• _Excerpted passage_:
-----
SQL Query Tuning and Performance

10 min readJun 23, 2020

SQL queries can be fast and highly efficient, but they can also be slow and demand excessive CPU and memory resources. For many SQL programmers, occasional bouts with long-running queries and poor performance are simply par for the course. But by gaining a better understanding of how databases translate SQL queries into execution plans, you can take steps to avoid these issues. This read, shows developers how to analyze query execution plans and use data modeling strategies to boost query performance. Describes how SQL queries are executed; highlights different types of indexes and how they factor in query tuning; covers several methods for performing joins.

How is a Query Executed ?

SQL Uses execution plans

SQL queries are declarative in nature
Query processors take these and create procedural plans, which are a set of steps that scan, filter and join data.

Efficient execution plams

Scaning a table of a billion rows to find 10 rows that have a column with a specific value is inefficient.
Using an index to find exactly where rows that have a column with a specific value is efficient.

In this read you will learn —

Steps of a query plan
Trade-offs in ways to implement query plans
Techniques that help derive efficient query plans

Scanning Tables

Scanning is a linear operation — moving from one row to the next and performing some operation like applying a filter to the row data.
Fetch data block containing row
Apply filter or condition

The time taken to finish, is based on the number of rows in the table

Scanning small tables is efficient
Scanning large tables repeatedly is inefficient

Indexing Reduces Full Table Scans

Indexes are ordered subsets of data
Faster to search index of an attribute value.

Types of Indexes

B-tree, for equality and range queries.
Hash indexes, for equality.
Bitmap, efficient ways for performing set operations — like intersection and union.
-----
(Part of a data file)
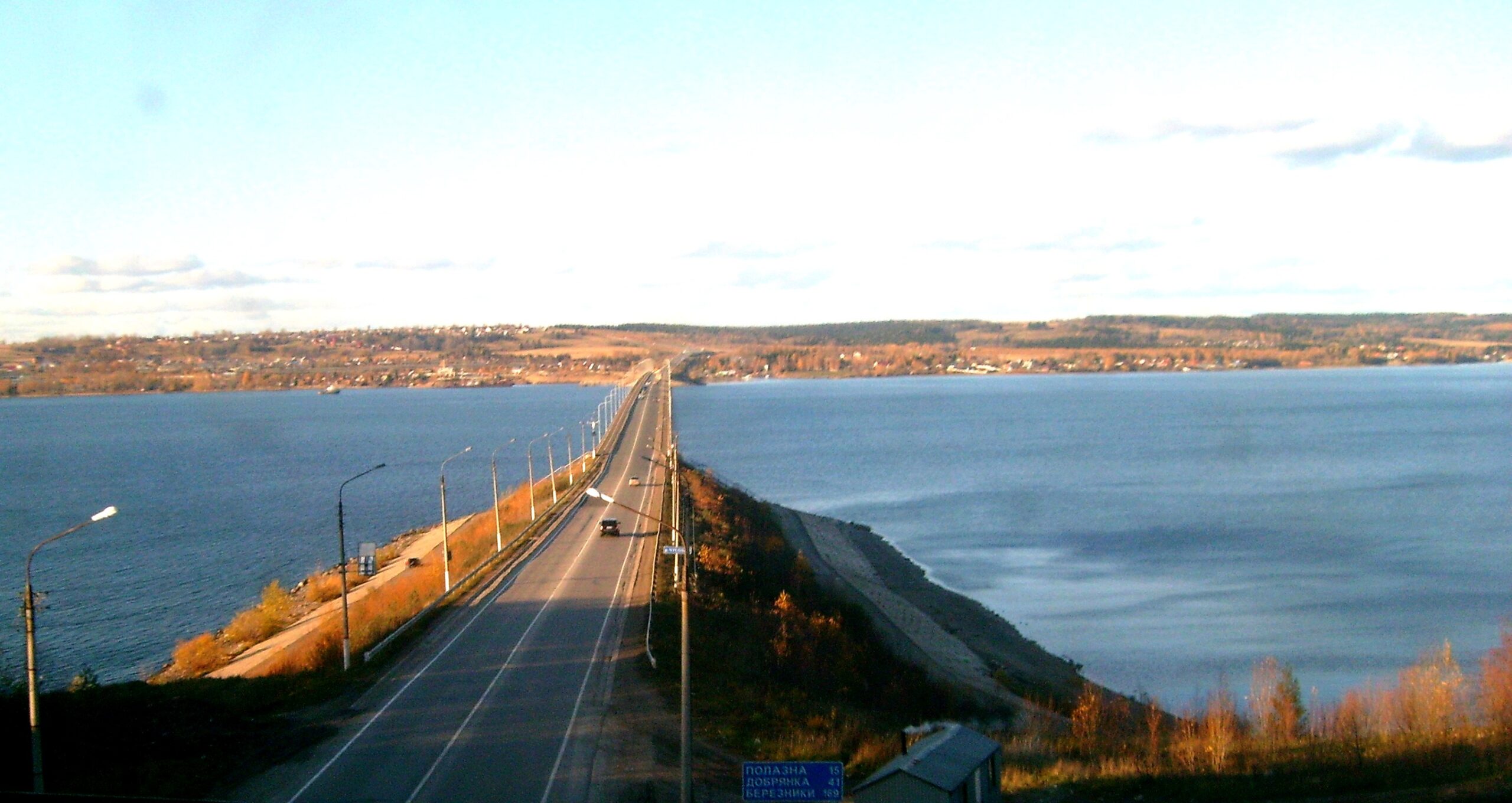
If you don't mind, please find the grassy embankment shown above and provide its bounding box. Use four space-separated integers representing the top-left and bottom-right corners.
1002 628 1512 800
651 469 995 777
653 471 1512 800
0 465 584 797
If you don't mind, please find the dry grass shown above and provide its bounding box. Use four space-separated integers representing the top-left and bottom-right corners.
250 474 581 674
304 572 342 603
222 581 295 644
1002 641 1512 800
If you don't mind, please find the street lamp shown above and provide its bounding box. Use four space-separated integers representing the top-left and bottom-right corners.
442 446 472 593
335 463 387 671
541 426 562 505
488 437 514 553
584 488 692 803
26 505 116 794
524 436 546 522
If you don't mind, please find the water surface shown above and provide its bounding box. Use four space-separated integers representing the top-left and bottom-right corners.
676 366 1512 705
0 386 603 684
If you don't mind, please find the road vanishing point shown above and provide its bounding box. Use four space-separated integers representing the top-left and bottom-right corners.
269 372 670 803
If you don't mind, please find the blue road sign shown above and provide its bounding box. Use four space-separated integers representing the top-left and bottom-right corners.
741 760 845 801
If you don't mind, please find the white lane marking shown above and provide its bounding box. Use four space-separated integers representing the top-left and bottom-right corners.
541 419 659 803
289 541 556 803
538 499 637 803
289 390 646 803
408 387 646 803
404 511 608 803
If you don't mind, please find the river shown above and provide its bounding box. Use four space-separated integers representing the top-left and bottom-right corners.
0 386 607 685
676 364 1512 706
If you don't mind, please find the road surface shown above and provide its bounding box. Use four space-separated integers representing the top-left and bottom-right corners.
276 375 667 803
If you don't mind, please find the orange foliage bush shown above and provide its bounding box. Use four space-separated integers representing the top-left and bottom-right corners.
174 634 227 677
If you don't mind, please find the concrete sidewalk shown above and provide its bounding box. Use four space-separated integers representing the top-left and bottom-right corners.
210 513 480 677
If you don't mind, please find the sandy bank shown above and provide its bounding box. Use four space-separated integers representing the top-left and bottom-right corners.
771 505 1084 708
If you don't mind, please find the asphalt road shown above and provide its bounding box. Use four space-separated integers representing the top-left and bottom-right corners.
280 376 667 803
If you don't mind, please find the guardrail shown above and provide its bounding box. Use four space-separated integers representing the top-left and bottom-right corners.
363 372 651 664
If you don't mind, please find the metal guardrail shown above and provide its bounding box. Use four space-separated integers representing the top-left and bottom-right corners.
363 372 651 664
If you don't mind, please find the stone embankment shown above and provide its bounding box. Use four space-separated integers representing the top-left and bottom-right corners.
771 505 1086 708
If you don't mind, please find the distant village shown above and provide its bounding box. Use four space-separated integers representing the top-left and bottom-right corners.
0 325 638 394
0 313 1512 396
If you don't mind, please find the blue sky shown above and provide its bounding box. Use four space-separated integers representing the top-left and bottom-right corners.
0 0 1512 340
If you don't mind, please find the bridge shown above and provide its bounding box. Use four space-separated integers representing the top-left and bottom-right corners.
263 372 672 803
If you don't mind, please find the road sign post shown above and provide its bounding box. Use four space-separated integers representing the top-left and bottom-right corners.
741 760 845 801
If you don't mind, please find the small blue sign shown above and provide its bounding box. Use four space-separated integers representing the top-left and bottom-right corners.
741 760 845 801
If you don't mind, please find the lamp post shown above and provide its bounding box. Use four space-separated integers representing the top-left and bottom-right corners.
442 446 472 593
541 426 562 505
524 436 546 522
488 437 514 555
335 463 387 671
584 488 692 803
24 505 116 794
578 420 597 472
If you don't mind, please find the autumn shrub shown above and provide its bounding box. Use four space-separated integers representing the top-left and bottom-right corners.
174 634 227 677
1480 623 1512 738
1393 641 1467 741
1199 682 1241 773
304 572 342 603
1249 658 1306 750
225 581 294 644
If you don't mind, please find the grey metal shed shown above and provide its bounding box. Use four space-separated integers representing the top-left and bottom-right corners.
853 724 1002 803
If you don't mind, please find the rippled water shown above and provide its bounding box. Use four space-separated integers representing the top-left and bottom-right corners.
0 386 603 684
676 366 1512 705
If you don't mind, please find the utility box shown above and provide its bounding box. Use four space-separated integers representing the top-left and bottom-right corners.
357 541 378 577
853 723 1002 803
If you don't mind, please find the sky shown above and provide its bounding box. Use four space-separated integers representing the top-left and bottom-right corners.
0 0 1512 342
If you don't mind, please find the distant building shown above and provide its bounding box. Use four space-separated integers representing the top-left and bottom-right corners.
853 724 1002 803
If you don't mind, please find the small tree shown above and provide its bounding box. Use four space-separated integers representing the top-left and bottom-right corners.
1480 623 1512 738
1070 684 1108 756
1201 682 1240 773
1249 658 1305 747
1394 641 1465 739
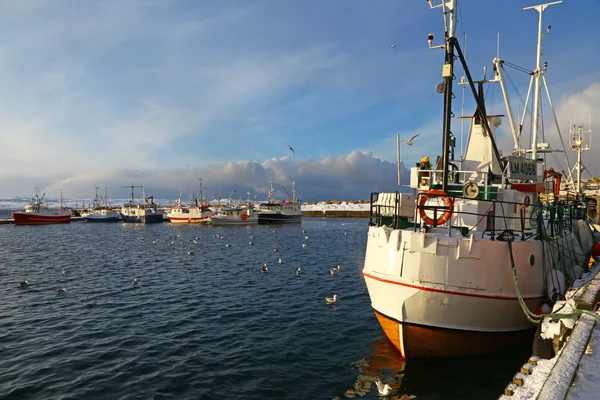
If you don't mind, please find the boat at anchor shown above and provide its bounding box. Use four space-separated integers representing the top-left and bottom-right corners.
258 181 302 225
12 187 71 225
119 184 163 224
167 179 214 224
362 0 593 358
81 187 120 222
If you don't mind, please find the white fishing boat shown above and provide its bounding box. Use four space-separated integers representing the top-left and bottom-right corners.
363 0 593 357
119 184 163 224
81 187 120 222
258 181 302 225
210 192 258 225
167 179 214 224
210 205 258 225
12 187 71 225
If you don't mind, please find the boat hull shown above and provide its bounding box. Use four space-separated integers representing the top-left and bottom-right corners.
363 227 556 357
83 211 121 222
121 212 163 224
374 311 535 358
211 216 258 225
168 216 210 224
12 211 71 225
258 213 302 225
83 215 121 222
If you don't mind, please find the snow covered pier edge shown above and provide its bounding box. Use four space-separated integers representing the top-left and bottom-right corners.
498 263 600 400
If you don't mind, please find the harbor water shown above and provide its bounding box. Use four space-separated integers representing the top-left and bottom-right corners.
0 218 530 399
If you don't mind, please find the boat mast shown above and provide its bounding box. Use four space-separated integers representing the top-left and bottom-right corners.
267 179 275 202
427 0 458 192
94 186 100 207
123 182 145 204
521 0 562 160
569 125 592 194
291 181 298 201
198 178 204 206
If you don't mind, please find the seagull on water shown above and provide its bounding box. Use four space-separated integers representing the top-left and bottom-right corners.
375 379 392 396
325 294 337 304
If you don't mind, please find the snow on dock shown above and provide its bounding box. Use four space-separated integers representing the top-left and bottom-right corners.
499 263 600 400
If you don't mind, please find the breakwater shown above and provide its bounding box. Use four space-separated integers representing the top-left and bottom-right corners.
302 210 369 218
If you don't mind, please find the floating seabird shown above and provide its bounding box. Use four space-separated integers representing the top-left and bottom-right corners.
375 379 392 396
325 294 337 304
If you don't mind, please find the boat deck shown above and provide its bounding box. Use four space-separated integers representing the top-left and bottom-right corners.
499 273 600 400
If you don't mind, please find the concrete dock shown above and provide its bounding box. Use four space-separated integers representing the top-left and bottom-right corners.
499 272 600 400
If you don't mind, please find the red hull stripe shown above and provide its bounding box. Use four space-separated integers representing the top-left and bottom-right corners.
362 272 544 301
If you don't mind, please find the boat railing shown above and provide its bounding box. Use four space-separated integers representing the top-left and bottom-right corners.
410 167 506 200
369 192 587 240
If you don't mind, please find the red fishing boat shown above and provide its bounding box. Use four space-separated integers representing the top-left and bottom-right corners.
12 188 71 225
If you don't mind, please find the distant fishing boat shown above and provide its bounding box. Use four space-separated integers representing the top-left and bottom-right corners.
167 179 214 224
210 207 258 225
258 181 302 225
362 0 594 357
119 184 163 224
12 187 71 225
81 187 120 222
211 192 258 225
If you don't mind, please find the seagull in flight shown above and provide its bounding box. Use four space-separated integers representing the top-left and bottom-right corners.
405 133 420 146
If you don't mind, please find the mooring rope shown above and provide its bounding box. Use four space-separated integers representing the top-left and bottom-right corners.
506 237 600 325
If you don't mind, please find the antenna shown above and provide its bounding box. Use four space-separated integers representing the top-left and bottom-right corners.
521 0 562 160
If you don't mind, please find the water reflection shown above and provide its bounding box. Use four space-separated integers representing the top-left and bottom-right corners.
344 336 415 400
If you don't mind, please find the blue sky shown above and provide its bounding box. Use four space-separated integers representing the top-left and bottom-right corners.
0 0 600 200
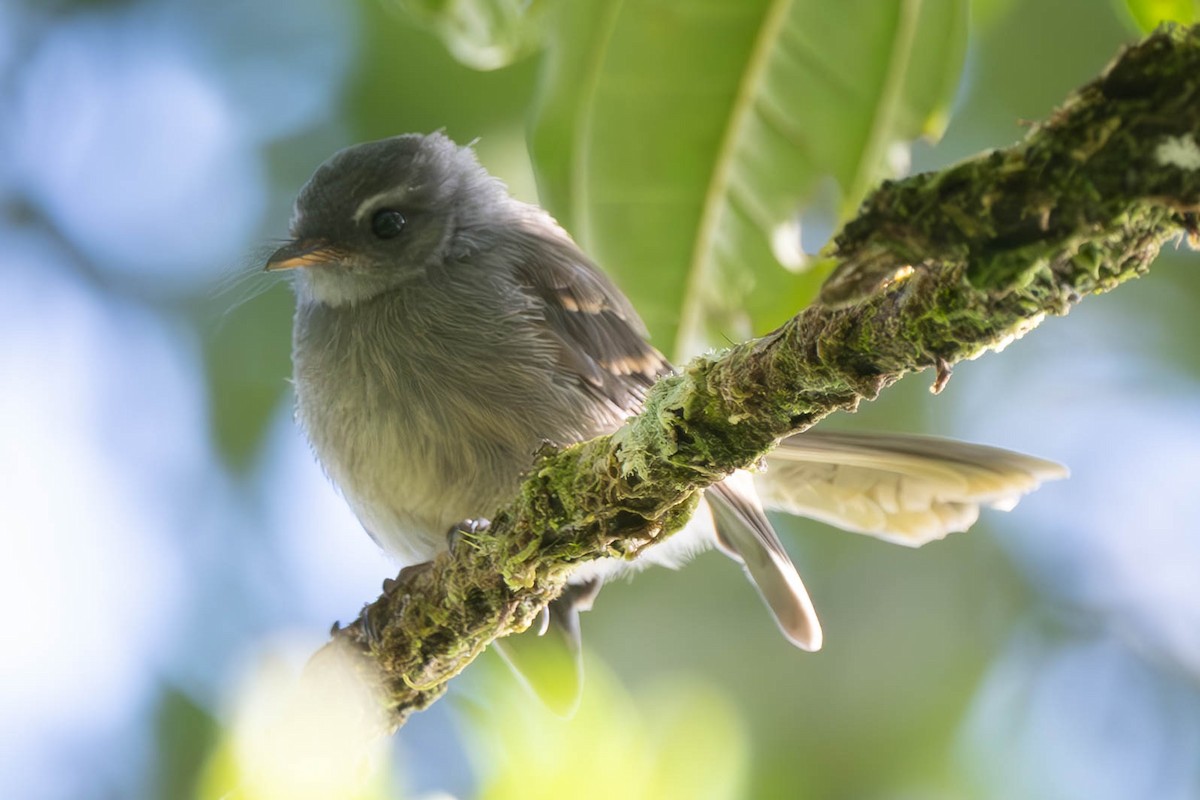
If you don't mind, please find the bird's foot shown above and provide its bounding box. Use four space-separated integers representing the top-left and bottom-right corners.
446 517 492 554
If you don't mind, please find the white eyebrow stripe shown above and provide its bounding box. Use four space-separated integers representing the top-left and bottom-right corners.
354 186 409 223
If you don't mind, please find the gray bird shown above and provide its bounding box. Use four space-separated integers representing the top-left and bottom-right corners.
266 133 1066 706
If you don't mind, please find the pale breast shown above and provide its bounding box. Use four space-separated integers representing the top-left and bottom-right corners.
285 278 619 564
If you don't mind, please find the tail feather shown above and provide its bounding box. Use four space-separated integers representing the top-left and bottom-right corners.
706 473 822 650
758 432 1067 547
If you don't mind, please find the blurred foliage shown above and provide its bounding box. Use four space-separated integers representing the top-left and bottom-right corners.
395 0 551 70
151 688 220 798
1124 0 1200 34
198 648 401 800
463 658 748 800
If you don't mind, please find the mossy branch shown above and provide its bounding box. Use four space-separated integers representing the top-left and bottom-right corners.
319 28 1200 727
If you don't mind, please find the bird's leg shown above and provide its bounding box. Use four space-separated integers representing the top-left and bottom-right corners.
446 517 492 555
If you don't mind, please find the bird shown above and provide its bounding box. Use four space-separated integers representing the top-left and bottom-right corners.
265 132 1067 709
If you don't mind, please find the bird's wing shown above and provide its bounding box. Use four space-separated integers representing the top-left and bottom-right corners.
508 211 671 414
758 431 1067 547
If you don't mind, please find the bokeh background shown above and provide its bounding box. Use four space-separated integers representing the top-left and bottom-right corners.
0 0 1200 800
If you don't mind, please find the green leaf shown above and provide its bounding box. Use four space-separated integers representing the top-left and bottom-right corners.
397 0 550 70
532 0 968 351
1124 0 1200 34
199 281 293 469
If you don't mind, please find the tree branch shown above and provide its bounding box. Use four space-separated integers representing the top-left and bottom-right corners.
318 21 1200 727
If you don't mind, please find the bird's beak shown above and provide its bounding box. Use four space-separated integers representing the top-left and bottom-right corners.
263 239 342 272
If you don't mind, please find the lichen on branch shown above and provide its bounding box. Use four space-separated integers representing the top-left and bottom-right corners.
319 26 1200 727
-----
• _Written task 1_:
In the SQL query tuning article, rewrite the paragraph beginning "SQL queries can be fast and highly efficient" as a shorter bulleted list that keeps its main facts.
• _Written task 2_:
Translate this sentence from the SQL query tuning article into Spanish: "Scanning is a linear operation — moving from one row to the next and performing some operation like applying a filter to the row data."
• _Written task 3_:
Write the next part of the SQL query tuning article, picking up after its list of index types.

• _Final answer 1_:
- SQL queries can be fast and efficient, or slow and heavy on CPU and memory.
- Many SQL programmers see occasional long-running, poorly performing queries as routine.
- Understanding how databases turn SQL queries into execution plans helps avoid these problems.
- The piece shows developers how to analyze query execution plans and use data modeling strategies to improve query performance.
- It covers how SQL queries are executed, the types of indexes and their role in query tuning, and several methods for performing joins.

• _Final answer 2_:
El escaneo es una operación lineal: se pasa de una fila a la siguiente y se realiza alguna operación, como aplicar un filtro a los datos de la fila.

• _Final answer 3_:
PostgreSQL provides specialized indexes, for geo-spatial or user-defined indexing strategies.

Execution plan for Table Joins

Joins can be proceduraly executed in the following ways-

Nested Loop Join — Compare all rows in both tables to each other

simple to implement
can be expensive

Hash join — Calculate hash value of each key and join based on matching hash values.

Sort Merge Join — Sort both tables and then join rows while taking advantage of order.

sort both tables
compares rows like nested loop join, but stop scanning when it is not possible to find a match later in the table because of the sort order.

Partitioning Data

Storing table in multiple sub-tables, knows as partitions
Used to improve query, load and delete operations
Usually used for lage tables, when subset of data is accessed or changed then only the partitions that reference that particular data need to be accessed.

Large Tables = Large Indexes

Using a Hash index, then rows can be accessed in constant time.
Using a B-tree index , the depth of the index will grow at a logarithmic rate

Can we do better ?

Break the large tables into smaller partitions
Access a particular partition and scan only the required partition.
To know if the data is in a particular partition use a partition key.

Partition key can be based on time. Paritioned by month, and data generated in a month can be stores in it’s corresponding partition.

Local and Global Indexes along with partitions

Local indexes are used to improve access time to a row in a particular partition
Global indexes are used to fasten the process of determining which partition or set of partitions hold the desired data being manipulated or quried — Helpful if you need to filter data on something other than the partition key.

Optimizing Queries

First step is to understand how a query is executed
One way o find out is to use EXPLAIN command EXPLAIN SELECT * from <table_name> .

Query Plan — Seq Scan on <table_name> ( cost=0.00..24.00 row=1000 width=75)

cost is the measure of computation required to complete the step — 0.00 -> 24.00. The above command completes after 24 units of computation.
To understad the time taken to actually build the execution plan the, ANALYZE command can be used as follows — EXPLAIN ANALYSE SELECT * from <table_name> .

Query Plan — Seq Scan on <table_name> ( cost=0.00..24.00 row=1000 width=75)

Planning Time: 0.361 ms

Execution Time: 0.248 ms

Creating an Index can reduce the query execution time.

Consider a staff table which contains a salary column.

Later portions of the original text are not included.